Available data:
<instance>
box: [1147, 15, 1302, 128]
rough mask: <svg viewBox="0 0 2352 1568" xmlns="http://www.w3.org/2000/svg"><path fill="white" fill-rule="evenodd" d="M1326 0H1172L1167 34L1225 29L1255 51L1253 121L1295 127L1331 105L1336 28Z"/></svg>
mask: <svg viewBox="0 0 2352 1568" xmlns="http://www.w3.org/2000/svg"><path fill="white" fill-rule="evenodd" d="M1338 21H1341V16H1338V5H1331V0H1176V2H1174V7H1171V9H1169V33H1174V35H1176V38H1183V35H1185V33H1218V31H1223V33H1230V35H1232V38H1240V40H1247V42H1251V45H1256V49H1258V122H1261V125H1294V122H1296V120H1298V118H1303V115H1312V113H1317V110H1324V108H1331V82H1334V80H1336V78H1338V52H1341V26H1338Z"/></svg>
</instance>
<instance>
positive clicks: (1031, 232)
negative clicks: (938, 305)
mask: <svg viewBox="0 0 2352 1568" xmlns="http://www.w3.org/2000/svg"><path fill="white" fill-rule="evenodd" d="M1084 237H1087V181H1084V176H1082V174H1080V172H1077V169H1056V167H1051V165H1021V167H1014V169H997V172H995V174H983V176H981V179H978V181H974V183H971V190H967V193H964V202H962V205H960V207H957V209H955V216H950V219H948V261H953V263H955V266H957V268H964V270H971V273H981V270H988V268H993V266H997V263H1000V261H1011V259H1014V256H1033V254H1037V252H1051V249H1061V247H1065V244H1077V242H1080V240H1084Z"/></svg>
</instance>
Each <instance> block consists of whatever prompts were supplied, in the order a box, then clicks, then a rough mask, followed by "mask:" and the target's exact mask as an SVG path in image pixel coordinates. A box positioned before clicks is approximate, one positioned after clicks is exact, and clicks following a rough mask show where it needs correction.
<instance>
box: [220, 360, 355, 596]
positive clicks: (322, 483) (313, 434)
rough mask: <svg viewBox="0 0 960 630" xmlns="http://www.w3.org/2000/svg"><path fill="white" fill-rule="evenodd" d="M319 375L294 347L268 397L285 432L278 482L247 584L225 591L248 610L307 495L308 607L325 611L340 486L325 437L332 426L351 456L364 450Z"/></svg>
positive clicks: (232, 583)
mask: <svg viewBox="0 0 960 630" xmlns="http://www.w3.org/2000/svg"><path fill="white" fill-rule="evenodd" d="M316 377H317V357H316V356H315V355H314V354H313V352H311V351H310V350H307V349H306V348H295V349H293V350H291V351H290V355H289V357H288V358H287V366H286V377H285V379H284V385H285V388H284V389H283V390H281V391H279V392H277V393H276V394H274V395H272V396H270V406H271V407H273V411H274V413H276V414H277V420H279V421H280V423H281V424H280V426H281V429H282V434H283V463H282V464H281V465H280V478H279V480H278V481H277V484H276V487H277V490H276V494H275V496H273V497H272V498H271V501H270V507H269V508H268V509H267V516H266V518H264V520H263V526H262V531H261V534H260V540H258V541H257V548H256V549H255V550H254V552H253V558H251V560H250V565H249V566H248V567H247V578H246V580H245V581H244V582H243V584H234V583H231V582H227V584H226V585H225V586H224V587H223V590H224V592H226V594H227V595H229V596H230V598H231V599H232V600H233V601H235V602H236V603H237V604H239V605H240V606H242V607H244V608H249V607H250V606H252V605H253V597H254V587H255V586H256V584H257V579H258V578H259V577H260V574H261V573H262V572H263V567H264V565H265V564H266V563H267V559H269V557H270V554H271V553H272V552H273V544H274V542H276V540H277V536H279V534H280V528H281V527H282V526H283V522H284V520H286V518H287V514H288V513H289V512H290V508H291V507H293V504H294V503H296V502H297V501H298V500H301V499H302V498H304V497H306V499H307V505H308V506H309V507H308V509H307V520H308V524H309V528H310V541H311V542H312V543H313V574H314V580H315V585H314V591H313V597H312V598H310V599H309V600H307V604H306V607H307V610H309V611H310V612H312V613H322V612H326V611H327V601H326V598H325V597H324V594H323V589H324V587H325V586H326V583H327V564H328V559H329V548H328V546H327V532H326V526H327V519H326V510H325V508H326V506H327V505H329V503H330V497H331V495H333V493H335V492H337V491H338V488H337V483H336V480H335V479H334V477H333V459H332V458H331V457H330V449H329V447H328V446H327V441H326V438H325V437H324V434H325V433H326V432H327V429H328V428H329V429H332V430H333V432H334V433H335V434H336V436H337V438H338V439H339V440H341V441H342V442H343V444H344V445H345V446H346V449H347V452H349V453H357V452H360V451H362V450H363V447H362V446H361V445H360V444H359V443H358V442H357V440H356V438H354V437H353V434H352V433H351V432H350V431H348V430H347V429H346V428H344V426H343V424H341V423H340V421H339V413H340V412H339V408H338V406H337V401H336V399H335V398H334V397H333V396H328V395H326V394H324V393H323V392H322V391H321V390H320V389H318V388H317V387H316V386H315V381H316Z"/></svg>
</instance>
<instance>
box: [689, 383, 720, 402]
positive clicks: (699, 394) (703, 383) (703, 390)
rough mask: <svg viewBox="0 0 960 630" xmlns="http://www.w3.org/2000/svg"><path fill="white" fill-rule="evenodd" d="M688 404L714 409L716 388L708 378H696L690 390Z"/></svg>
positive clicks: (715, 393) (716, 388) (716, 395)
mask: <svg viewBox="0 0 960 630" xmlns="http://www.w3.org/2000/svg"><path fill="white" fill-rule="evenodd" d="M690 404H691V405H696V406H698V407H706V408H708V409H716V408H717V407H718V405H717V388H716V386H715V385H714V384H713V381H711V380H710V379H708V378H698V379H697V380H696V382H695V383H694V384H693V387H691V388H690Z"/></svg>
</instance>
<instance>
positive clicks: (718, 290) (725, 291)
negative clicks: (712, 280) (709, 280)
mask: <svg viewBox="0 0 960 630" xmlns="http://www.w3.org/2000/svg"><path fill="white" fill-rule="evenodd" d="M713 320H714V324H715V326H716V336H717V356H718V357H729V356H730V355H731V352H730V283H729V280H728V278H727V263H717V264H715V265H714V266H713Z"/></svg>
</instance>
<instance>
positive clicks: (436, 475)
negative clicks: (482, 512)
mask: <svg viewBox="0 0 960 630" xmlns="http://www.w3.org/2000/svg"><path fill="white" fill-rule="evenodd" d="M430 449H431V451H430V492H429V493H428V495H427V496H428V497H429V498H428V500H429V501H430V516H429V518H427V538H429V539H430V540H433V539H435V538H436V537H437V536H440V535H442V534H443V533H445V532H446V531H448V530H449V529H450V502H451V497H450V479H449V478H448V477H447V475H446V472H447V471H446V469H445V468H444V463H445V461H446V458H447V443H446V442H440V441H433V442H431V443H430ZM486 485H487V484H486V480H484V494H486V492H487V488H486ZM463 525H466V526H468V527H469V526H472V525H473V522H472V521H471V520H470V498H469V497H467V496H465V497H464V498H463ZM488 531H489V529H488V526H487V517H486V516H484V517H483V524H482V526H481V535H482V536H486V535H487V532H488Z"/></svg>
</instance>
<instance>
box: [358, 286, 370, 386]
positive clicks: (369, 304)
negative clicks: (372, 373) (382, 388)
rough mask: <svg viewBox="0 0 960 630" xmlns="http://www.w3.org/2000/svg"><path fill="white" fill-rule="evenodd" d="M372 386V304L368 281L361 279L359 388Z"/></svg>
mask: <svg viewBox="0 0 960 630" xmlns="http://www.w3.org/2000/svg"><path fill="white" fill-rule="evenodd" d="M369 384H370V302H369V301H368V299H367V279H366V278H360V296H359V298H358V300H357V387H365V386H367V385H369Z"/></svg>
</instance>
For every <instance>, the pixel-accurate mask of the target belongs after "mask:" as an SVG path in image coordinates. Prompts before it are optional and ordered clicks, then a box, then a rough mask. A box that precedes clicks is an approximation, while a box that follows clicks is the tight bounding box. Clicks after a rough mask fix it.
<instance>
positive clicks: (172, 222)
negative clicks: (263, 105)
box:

Assigned task:
From the records above, reproduce exactly the lines from the one with "negative clicks: (938, 305)" to the one with "375L294 347L268 397L285", both included, and no others.

Task answer:
negative clicks: (938, 305)
mask: <svg viewBox="0 0 2352 1568" xmlns="http://www.w3.org/2000/svg"><path fill="white" fill-rule="evenodd" d="M1084 237H1087V181H1084V176H1082V174H1080V172H1077V169H1056V167H1051V165H1021V167H1014V169H997V172H995V174H983V176H981V179H978V181H974V183H971V190H967V193H964V202H962V205H960V207H957V209H955V216H950V219H948V261H953V263H955V266H957V268H964V270H971V273H981V270H988V268H993V266H997V263H1000V261H1011V259H1014V256H1033V254H1037V252H1051V249H1061V247H1065V244H1077V242H1080V240H1084Z"/></svg>
</instance>
Each <instance> block consists of whatever prompts were supplied, in the order a box, then clicks, then a rough mask, followed by "mask:" and the target's exact mask as an SVG path in image pixel coordinates. A box positioned before clicks is approximate, one positioned after clicks is exact, and clicks following a rough mask show where it needs correction.
<instance>
box: [220, 360, 355, 596]
positive clicks: (322, 483) (313, 434)
rough mask: <svg viewBox="0 0 960 630" xmlns="http://www.w3.org/2000/svg"><path fill="white" fill-rule="evenodd" d="M319 375L294 347L268 397L285 432L278 482L247 584L225 591L248 610L307 495L308 607L325 611L340 486L325 437L332 426L351 456L364 450Z"/></svg>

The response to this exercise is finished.